Prompt 1 -> Transcribe the article on cloud-native Hello World examples for bioinformatics from "In part three, I" to "GCP BigQuery service.".
Prompt 2 -> Write the next part of the article on cloud-native Hello World examples for bioinformatics, picking up after its last sentence.
──────── Passage provided ────────
Member-only story
Cloud-native Hello World for Bioinformatics
PART FIVE — Implementing scalable workflows on the public cloud with Terra
In part one, I presented the general rationale for building quick start examples (or ‘Hello World’) for bioinformatics tools.
In part two, I reviewed one such example for the CSIRO Bioinformatics VariantSpark library, runnable via smart templates in the AWS Marketplace.
In part three, I covered how to convert a locally runnable example to a reusable cloud example, by working with Google Cloud Platform custom Virtual Machine images running on Google Compute Engine.
In part four, I explored work I am doing with a research group. I covered some customized training that I built to prepare researchers to work ‘cloud-natively’ using the Serverless SQL GCP BigQuery service.
──────── Extracted material ────────
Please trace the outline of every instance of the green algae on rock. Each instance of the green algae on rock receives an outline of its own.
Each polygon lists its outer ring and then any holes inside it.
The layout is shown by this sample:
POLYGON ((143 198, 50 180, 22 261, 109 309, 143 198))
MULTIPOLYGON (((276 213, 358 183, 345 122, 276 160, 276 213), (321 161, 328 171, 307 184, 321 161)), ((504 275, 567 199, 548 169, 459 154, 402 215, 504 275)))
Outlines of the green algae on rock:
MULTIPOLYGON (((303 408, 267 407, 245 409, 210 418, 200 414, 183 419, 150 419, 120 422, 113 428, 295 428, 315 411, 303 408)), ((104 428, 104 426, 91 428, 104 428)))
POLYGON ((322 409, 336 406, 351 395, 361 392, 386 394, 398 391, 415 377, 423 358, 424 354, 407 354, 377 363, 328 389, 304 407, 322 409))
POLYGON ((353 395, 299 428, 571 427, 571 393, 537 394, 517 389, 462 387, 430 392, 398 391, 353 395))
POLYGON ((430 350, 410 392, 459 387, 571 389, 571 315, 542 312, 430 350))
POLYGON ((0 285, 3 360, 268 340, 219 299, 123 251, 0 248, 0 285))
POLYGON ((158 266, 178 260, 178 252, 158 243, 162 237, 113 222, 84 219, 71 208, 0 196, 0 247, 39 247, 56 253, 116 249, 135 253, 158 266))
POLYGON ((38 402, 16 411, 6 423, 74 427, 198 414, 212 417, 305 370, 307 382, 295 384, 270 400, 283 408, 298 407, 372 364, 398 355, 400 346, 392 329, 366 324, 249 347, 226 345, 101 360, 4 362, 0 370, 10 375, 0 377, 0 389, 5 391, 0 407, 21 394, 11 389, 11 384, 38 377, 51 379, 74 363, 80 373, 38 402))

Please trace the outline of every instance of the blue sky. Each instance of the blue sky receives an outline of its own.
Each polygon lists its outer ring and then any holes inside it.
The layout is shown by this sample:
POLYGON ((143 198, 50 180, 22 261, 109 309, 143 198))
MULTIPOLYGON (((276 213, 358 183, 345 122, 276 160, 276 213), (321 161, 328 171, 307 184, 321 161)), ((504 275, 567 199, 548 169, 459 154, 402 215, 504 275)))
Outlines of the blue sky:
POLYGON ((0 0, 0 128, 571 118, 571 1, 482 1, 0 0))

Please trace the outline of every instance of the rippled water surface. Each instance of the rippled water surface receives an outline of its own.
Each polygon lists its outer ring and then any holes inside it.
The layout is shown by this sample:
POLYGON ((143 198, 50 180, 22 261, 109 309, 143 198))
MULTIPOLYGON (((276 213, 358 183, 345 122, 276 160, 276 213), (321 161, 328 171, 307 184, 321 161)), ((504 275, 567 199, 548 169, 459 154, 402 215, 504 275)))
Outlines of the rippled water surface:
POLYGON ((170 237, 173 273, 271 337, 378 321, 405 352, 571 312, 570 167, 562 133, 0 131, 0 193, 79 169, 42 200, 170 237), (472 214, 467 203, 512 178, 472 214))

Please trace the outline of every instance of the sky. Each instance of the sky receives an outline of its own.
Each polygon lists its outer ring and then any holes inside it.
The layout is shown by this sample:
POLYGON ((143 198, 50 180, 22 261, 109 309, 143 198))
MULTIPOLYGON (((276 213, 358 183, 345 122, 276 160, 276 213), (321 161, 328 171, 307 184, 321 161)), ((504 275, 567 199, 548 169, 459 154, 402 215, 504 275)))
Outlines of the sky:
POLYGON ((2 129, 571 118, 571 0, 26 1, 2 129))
────────
Task response 1 ->
In part three, I covered how to convert a locally runnable example to a reusable cloud example, by working with Google Cloud Platform custom Virtual Machine images running on Google Compute Engine.
In part four, I explored work I am doing with a research group. I covered some customized training that I built to prepare researchers to work ‘cloud-natively’ using the Serverless SQL GCP BigQuery service.

Task response 2 ->
In this part five, I will explore current work I am doing with The Broad Institute at MIT & Harvard and other research partners. In particular, I’ll be sharing work around adoption of their public cloud research platform Terra.bio via QuickStart examples.
What is Terra?
The Terra platform is part of the DataBiosphere project (architecture shown below). The vision for the DataBiosphere is as follows:
DataBiosphere is a vision for the next generation of biomedical research, a common desire to build an open, compatible, and secure approach to data within the larger research community.